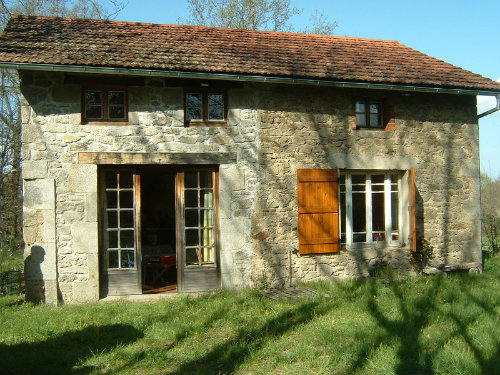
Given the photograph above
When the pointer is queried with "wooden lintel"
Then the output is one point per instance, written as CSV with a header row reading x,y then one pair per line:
x,y
130,158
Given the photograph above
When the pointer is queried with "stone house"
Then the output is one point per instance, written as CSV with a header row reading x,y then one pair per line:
x,y
163,158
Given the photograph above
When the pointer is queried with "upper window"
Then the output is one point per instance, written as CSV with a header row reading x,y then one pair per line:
x,y
369,114
205,108
104,105
370,207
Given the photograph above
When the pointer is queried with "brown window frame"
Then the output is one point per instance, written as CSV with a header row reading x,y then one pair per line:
x,y
105,105
367,114
204,121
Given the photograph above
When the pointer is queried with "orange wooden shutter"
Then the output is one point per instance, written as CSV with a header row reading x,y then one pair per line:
x,y
411,209
318,211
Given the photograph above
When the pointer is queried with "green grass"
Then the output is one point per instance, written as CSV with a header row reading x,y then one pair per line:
x,y
424,325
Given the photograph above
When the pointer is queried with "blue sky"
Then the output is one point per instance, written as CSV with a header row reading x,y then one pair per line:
x,y
462,32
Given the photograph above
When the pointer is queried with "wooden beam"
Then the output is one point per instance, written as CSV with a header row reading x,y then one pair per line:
x,y
123,158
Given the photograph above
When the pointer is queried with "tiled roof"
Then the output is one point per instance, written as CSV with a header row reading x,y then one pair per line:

----------------------------------------

● **Problem to solve**: Show every line of the material above in which "wooden" is present.

● **Result of this exercise**:
When the pointer is queried with "wooden lintel"
When the pointer is queried with "orange wooden shutter"
When the pointer is queried with "wooden beam"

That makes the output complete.